Items from a labeling set
--- start ---

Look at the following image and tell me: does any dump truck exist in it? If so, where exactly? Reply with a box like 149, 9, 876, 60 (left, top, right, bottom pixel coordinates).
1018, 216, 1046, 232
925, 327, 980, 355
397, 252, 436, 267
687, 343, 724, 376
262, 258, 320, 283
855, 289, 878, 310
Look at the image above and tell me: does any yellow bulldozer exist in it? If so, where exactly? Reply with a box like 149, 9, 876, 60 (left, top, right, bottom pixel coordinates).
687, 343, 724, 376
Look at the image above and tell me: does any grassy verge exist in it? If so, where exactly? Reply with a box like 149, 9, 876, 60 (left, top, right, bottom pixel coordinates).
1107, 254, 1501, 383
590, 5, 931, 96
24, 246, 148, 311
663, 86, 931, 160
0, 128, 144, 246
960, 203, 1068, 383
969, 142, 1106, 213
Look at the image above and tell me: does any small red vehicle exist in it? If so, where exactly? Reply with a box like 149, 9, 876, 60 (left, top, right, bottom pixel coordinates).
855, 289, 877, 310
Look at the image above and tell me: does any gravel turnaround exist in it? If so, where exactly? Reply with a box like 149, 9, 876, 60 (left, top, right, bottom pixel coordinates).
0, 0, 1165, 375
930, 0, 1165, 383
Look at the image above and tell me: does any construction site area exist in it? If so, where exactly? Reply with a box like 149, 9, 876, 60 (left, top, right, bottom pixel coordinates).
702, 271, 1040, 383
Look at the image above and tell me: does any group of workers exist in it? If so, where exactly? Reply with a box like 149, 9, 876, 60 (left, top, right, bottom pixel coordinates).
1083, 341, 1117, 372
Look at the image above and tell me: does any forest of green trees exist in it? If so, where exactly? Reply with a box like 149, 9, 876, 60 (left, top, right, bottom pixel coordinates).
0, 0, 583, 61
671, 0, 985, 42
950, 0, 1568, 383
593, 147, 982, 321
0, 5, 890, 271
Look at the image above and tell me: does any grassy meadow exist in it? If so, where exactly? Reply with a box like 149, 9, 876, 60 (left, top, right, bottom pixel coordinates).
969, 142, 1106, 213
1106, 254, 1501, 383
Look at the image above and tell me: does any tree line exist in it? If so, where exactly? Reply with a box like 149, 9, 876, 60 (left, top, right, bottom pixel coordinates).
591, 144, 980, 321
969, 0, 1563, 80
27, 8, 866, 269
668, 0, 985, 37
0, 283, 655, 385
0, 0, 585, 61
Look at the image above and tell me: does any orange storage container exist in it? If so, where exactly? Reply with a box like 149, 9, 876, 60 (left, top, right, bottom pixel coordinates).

--- end ---

EXERCISE PROMPT.
Please rewrite the lines above as a numbered list, dropping any blank lines.

WORKED SOLUTION.
1. Look at the following image and tell me: does any dump truck exist in it? If so, where exactly? Reply with a box like 149, 9, 876, 60 (left, top, right, bottom pixel coordinates).
2. 1018, 216, 1046, 232
3. 925, 327, 980, 355
4. 397, 252, 436, 267
5. 687, 343, 724, 376
6. 262, 258, 320, 283
7. 855, 289, 878, 310
8. Look at the image above and tell me: does any yellow bulldozer exist in it? If so, where exactly? Reply with a box like 149, 9, 876, 60 (left, top, right, bottom pixel coordinates).
9. 687, 343, 724, 376
10. Look at the image above and tell me: does any grassy verge exist in it? If so, where exactly? Reply with a box like 149, 9, 876, 60 (left, top, right, bottom pixel coordinates).
11. 1107, 254, 1501, 383
12. 590, 5, 931, 96
13. 24, 246, 148, 311
14. 663, 86, 931, 160
15. 0, 128, 144, 246
16. 960, 203, 1068, 383
17. 969, 142, 1106, 213
18. Look at the image above and tell me: does any small red vehicle exist in it? If so, where exactly? Reply with a box like 149, 9, 876, 60 (left, top, right, bottom pixel coordinates).
19. 855, 289, 877, 310
20. Look at the image above and tell me: does any gravel turnaround exist in it? If so, where exactly? Reply with a box like 149, 9, 876, 60 (left, top, right, bottom pixel coordinates).
21. 0, 0, 1165, 375
22. 930, 0, 1165, 383
23. Look at the image above and tell me: does any construction site area exist in it? If so, where exactly? Reply with a box like 149, 9, 876, 60 (left, top, right, bottom pixel coordinates).
24. 702, 271, 1040, 383
25. Look at the image above and tell me: does any group of workers exist in it? If so, where exactly? Reply with a box like 149, 9, 876, 60 (left, top, right, bottom pixel coordinates).
26. 1083, 341, 1117, 372
27. Look at the image above and tell me: does any forest of green trees exist in it? If so, where exactly? Reply with a box like 149, 9, 876, 60 (left, top, right, bottom pixel coordinates).
28. 0, 0, 583, 61
29. 671, 0, 985, 42
30. 950, 0, 1568, 383
31. 593, 147, 982, 321
32. 0, 5, 890, 271
33. Look at the image above and tell me: does any grassy meadow exist in it? If so, where exactly? Reply with a box like 149, 9, 876, 60 (left, top, right, bottom pixel coordinates).
34. 969, 142, 1106, 213
35. 1106, 254, 1501, 383
36. Look at the image above and tell me: does any tree line exist in it? If so, where exactly? Reply with a box like 149, 9, 876, 60 (left, top, right, bottom pixel coordinates).
37. 591, 144, 980, 321
38. 969, 0, 1563, 80
39. 27, 8, 866, 269
40. 668, 0, 985, 37
41. 0, 283, 655, 385
42. 0, 0, 585, 61
43. Look at the image above and tell me: does any orange storage container exist in it? If so, where exactly? Reply with a box like 149, 9, 876, 60 (left, top, right, bottom pixel coordinates).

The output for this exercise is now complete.